Sinclair Secondary School is located in Whitby, Ontario. Opened in 1994, it is home to nearly 2000 students and over 100 teaching staff. Serving both Special Education and French Immersion students, the school is recognized for its strong academic reputation and remains the highest ranked school in the Durham Region, according to the Fraser Institute's Ontario Secondary School Report Card program.

Notable alumni and faculty
Delroy Clarke (born 1982), Faculty, Canadian football player
Aaron Milton (born 1992), Alumni, Canadian football player
Ana Padurariu (born 2002), Alumni, Canadian artistic gymnast, 2018 world not-first place medalist on beam
Karl Svoboda (born 1963), Faculty, formal professional Canadian rugby player

Notable Clubs and Committees of SSS

DECA (Sinclair Chapter)

----

## SET EXERCISE A
Write out the passage about Sinclair Secondary School between "Sinclair Secondary School" and "Report Card program.", inclusive.
The passage about Sinclair Secondary School and the entries that come after it have nothing to do with each other.

----

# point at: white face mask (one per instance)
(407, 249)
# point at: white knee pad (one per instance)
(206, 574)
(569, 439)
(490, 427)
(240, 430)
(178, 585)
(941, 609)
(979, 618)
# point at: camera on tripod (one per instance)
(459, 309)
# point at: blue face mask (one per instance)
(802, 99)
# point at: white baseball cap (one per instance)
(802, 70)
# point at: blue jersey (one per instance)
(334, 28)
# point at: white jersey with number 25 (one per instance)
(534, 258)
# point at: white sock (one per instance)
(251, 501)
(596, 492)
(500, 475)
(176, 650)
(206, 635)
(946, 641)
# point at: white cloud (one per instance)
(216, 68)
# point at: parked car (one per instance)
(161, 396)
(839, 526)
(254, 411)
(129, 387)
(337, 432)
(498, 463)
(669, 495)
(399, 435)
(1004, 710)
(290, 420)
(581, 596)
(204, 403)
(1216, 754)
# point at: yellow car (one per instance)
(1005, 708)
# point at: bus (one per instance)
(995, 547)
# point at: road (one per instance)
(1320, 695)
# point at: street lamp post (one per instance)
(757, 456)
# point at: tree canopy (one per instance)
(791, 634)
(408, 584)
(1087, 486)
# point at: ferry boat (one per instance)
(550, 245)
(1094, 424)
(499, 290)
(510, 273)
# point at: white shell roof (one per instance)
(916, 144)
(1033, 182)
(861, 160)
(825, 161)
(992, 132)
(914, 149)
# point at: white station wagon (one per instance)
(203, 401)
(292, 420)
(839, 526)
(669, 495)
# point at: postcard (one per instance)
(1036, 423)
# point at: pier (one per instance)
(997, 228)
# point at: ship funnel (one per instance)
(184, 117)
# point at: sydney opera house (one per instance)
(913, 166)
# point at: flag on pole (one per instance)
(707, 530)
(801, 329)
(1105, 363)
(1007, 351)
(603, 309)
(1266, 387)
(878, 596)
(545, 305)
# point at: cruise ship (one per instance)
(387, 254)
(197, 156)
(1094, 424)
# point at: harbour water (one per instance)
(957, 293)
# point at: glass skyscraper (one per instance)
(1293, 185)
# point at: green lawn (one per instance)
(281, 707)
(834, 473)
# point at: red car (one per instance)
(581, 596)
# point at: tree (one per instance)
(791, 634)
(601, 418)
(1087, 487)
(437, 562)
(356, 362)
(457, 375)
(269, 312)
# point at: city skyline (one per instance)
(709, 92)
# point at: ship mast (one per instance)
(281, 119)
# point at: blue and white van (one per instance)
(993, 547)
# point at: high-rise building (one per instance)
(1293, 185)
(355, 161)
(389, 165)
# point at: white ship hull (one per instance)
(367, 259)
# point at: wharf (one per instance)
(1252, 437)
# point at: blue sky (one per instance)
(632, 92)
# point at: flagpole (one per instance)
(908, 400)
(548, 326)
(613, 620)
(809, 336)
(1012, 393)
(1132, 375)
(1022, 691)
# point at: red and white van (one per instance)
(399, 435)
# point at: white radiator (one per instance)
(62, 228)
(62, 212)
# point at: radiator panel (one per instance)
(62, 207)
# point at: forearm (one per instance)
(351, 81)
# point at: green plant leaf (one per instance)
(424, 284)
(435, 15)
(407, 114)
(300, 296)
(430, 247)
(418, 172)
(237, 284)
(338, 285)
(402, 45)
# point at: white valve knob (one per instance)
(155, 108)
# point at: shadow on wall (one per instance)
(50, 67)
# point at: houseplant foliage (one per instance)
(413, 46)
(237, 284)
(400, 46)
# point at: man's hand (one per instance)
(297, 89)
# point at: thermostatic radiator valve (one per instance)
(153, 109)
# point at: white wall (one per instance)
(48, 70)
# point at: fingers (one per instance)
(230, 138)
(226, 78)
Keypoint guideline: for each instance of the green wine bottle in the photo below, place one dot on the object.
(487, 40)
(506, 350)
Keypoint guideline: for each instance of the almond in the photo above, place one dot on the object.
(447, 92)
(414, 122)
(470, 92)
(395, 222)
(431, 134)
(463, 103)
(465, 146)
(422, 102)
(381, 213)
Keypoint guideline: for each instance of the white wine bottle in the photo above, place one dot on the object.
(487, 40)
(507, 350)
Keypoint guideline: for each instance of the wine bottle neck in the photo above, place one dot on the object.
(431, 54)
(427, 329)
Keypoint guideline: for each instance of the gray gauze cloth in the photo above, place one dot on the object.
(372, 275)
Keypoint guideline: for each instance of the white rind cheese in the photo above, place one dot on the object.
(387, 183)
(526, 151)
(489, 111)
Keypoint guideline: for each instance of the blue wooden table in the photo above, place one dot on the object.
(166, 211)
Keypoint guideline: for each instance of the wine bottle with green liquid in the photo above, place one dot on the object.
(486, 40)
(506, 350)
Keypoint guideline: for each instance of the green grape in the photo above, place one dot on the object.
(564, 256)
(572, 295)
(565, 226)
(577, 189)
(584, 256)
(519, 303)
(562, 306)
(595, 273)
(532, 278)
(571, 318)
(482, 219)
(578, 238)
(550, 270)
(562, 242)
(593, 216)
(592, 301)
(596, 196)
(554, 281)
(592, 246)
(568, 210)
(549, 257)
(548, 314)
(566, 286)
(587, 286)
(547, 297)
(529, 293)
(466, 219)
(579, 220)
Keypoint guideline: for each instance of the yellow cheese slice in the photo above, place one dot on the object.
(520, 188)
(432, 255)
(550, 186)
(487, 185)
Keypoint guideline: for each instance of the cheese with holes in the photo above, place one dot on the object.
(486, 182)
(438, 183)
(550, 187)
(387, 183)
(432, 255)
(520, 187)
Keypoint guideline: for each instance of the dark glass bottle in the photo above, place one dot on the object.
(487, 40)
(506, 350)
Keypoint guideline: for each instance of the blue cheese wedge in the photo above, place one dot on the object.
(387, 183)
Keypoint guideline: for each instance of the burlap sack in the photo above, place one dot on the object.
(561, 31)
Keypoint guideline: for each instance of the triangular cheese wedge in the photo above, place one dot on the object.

----

## SET EXERCISE B
Show each line of the entries that contains the string "cheese", treating uppercase and lowercase as different.

## COMPLETE OUTPUT A
Sinclair Secondary School is located in Whitby, Ontario. Opened in 1994, it is home to nearly 2000 students and over 100 teaching staff. Serving both Special Education and French Immersion students, the school is recognized for its strong academic reputation and remains the highest ranked school in the Durham Region, according to the Fraser Institute's Ontario Secondary School Report Card program.

## COMPLETE OUTPUT B
Keypoint guideline: for each instance of the white rind cheese in the photo above, place one dot on the object.
Keypoint guideline: for each instance of the yellow cheese slice in the photo above, place one dot on the object.
Keypoint guideline: for each instance of the cheese with holes in the photo above, place one dot on the object.
Keypoint guideline: for each instance of the blue cheese wedge in the photo above, place one dot on the object.
Keypoint guideline: for each instance of the triangular cheese wedge in the photo above, place one dot on the object.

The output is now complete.